▶ Directive
Reproduce verbatim the lines of the material below, from the line containing "Record the location of each instance of the tree" through the line containing "(1182, 805)", including both.

▶ Recorded information
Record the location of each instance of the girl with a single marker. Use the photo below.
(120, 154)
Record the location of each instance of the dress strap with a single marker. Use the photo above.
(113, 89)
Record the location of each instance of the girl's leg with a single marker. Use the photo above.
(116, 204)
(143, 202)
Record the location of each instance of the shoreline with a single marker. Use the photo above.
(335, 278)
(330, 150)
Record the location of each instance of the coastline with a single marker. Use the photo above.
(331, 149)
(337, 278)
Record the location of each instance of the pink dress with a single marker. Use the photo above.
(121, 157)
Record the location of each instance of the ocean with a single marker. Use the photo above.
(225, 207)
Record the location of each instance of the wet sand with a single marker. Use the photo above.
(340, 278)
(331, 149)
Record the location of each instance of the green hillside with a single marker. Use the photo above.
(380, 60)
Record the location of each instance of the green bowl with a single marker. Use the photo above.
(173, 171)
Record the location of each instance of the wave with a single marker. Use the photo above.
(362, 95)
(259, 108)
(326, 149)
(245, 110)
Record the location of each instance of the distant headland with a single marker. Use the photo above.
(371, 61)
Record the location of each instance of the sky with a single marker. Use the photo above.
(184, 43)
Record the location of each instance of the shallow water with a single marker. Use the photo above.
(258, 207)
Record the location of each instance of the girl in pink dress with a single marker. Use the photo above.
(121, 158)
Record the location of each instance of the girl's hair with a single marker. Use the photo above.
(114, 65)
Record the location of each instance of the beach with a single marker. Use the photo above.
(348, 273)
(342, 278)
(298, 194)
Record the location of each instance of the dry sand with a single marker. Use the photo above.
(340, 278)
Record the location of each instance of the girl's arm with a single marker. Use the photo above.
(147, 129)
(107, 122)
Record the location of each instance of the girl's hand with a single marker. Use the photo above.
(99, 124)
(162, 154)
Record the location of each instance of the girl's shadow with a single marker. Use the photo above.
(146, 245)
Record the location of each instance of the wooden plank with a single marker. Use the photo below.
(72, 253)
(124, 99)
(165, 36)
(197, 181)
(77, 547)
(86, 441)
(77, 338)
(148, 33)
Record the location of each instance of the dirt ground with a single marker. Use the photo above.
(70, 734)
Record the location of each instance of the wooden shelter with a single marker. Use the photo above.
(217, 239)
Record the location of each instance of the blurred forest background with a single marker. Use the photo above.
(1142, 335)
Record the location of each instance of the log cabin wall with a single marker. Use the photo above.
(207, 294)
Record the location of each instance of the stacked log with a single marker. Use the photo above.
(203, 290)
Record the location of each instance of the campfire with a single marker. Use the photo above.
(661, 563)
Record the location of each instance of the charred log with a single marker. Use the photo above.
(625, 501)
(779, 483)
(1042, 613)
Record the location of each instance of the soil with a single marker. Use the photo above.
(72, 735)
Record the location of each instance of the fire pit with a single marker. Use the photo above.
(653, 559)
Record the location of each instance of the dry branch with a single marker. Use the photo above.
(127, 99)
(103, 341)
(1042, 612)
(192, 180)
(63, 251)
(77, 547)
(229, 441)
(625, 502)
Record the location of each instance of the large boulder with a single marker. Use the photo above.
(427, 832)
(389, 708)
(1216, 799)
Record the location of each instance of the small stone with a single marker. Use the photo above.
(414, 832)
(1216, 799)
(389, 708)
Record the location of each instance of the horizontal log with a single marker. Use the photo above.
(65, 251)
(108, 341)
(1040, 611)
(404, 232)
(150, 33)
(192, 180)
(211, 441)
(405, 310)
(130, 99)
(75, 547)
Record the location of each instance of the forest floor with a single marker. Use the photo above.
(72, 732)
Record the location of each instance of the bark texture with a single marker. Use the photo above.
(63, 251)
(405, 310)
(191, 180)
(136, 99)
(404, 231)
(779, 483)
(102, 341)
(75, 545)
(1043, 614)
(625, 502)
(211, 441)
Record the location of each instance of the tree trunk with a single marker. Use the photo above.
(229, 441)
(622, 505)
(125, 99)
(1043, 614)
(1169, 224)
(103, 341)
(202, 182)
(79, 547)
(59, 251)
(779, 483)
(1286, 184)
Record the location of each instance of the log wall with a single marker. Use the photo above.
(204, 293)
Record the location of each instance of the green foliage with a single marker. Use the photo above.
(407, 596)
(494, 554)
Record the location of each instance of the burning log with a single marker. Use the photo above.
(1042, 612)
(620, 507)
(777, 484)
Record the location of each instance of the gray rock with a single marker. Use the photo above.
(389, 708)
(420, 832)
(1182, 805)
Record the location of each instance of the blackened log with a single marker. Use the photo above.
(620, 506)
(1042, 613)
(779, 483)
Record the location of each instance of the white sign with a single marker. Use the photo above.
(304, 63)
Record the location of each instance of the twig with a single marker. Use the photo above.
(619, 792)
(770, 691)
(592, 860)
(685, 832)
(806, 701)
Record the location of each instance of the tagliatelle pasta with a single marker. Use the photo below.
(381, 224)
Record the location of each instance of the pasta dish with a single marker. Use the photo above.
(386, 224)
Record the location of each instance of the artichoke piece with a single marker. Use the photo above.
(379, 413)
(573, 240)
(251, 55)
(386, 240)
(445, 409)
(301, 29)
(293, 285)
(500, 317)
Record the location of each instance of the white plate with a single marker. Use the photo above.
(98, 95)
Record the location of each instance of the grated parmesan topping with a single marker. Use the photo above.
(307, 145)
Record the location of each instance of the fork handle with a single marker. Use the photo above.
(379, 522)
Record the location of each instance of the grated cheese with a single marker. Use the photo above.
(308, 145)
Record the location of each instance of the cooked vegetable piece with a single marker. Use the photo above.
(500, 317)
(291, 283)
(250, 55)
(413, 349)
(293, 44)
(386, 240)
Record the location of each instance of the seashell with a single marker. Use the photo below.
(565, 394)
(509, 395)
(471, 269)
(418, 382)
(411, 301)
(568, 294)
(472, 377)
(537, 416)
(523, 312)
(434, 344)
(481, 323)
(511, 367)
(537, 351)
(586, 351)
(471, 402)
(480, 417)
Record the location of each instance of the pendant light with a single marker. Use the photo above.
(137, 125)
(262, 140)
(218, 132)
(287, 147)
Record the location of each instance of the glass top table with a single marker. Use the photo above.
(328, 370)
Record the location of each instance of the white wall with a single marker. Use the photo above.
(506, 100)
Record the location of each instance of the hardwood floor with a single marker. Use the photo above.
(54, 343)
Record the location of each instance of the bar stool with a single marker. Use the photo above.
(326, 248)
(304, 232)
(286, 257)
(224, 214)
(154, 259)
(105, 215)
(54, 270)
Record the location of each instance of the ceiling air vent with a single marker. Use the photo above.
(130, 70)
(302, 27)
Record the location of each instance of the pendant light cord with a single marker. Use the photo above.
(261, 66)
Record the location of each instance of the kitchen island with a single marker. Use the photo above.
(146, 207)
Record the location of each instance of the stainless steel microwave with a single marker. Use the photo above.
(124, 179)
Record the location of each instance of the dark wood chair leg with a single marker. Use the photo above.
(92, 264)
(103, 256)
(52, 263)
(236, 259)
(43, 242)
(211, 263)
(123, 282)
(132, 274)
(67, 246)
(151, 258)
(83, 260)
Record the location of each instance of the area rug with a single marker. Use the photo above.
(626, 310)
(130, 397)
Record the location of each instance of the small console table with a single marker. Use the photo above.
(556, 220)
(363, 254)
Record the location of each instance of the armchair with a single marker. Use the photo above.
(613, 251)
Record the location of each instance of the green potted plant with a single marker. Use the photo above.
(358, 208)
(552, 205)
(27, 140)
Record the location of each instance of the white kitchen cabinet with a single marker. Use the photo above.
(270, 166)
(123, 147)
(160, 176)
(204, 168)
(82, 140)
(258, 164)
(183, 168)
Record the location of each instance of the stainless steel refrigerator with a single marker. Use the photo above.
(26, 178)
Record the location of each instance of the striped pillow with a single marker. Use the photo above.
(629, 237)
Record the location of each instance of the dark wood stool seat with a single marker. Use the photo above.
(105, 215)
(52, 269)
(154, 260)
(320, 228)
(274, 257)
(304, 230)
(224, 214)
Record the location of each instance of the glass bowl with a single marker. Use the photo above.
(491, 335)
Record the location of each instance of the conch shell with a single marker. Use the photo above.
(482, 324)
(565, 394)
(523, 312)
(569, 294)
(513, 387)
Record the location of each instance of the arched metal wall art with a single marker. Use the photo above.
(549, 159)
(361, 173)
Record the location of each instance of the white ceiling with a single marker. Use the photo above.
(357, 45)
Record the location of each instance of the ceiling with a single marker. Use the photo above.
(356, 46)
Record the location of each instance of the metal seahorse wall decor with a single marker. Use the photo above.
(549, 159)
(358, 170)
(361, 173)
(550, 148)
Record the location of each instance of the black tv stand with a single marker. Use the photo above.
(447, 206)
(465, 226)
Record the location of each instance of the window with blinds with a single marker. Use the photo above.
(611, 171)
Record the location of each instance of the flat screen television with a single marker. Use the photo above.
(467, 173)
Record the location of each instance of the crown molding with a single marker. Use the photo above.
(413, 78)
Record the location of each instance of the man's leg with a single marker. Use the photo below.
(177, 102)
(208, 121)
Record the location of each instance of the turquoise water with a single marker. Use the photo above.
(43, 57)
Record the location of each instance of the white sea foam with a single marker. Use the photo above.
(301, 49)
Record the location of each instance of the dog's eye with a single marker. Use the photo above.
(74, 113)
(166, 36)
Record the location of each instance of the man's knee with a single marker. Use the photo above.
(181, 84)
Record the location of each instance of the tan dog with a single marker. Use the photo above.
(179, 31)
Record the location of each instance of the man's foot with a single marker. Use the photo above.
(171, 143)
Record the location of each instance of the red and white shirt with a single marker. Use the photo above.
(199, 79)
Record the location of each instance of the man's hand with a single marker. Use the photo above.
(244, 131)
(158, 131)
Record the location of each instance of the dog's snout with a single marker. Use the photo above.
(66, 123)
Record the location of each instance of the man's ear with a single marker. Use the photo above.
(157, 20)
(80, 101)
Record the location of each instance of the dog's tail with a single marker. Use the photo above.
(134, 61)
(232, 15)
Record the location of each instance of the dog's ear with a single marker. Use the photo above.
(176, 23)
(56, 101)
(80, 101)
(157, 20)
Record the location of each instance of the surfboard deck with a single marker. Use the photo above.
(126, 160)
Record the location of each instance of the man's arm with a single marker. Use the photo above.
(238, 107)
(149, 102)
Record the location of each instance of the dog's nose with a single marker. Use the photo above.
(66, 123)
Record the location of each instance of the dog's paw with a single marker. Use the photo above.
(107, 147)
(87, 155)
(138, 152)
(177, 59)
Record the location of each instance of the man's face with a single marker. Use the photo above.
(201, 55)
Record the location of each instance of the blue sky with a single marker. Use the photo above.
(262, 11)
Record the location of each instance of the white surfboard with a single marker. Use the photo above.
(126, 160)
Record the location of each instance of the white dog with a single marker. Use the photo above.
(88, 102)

▶ Output for this task
Record the location of each instance of the tree trunk with a single marker. Use the photo above.
(229, 441)
(622, 505)
(125, 99)
(1043, 614)
(1169, 224)
(103, 341)
(202, 182)
(79, 547)
(59, 251)
(779, 483)
(1286, 184)
Record the location of each instance of the log wall with a single marker. Use the photo above.
(204, 293)
Record the location of each instance of the green foliage with a single marker. Use the photo above.
(407, 596)
(494, 554)
Record the location of each instance of the burning log with a single marker. Use the photo above.
(1042, 612)
(620, 507)
(777, 484)
Record the location of each instance of the gray rock with a single marker. Use the photo above.
(389, 708)
(420, 832)
(1182, 805)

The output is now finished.